— Start of Dataset excerpts —

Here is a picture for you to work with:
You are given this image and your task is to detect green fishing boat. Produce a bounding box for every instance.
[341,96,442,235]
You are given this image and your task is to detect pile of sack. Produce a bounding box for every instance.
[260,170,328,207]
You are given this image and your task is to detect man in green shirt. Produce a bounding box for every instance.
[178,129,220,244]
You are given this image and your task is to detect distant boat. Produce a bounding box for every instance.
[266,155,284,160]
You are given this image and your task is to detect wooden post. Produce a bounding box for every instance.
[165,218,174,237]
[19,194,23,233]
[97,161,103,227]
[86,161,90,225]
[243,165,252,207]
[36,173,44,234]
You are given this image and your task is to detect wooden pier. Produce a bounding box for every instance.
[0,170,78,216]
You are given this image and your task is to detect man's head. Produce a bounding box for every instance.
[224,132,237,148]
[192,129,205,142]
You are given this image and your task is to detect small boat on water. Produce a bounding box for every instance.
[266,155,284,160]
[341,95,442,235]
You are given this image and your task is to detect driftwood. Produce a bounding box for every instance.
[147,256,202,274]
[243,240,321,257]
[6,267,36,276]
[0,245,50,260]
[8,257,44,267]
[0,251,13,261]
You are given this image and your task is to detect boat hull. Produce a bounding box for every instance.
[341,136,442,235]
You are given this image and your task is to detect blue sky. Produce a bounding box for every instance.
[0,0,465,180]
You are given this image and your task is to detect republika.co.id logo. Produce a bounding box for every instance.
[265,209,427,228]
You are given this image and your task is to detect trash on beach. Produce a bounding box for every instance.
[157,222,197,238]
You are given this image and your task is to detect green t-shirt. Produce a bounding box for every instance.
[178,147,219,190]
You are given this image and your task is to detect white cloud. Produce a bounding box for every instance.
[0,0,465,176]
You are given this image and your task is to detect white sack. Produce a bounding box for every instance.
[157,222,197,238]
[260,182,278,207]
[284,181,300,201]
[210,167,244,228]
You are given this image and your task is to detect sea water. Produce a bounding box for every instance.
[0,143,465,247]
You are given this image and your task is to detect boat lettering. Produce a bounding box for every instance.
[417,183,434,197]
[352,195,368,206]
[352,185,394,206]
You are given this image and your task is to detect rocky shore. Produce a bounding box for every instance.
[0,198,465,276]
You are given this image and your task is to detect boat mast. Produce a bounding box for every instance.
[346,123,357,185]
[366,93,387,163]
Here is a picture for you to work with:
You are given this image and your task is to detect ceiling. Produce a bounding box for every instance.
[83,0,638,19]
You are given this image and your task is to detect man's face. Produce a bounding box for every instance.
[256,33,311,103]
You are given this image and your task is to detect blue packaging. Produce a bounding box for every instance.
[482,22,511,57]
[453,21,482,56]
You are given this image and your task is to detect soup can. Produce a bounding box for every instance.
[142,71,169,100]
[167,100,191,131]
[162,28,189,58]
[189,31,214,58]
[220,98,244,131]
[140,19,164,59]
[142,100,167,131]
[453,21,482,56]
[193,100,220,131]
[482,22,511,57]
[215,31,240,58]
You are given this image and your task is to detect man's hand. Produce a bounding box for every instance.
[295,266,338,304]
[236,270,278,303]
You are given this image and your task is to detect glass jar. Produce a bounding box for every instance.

— End of Dataset excerpts —

The request
Multiply every bounding-box coordinate by 0.7 in the part of the records that runs from their first line through the line containing "[178,129,220,244]", both ends included, and round each result to a whole number with halves rounded up. Write out every line of that part with all other wording unchanged, and give nothing else.

Answer to the task
Here is a picture for you to work with:
You are given this image and your task is to detect green fishing boat. Produce a bounding box for every instance.
[239,67,309,165]
You are given this image and your task is to detect pile of sack. Produce a bounding box for every instance.
[182,119,230,145]
You are given this image and your task is to detect man in green shirt. Produce a bounding box for every instance.
[125,90,154,171]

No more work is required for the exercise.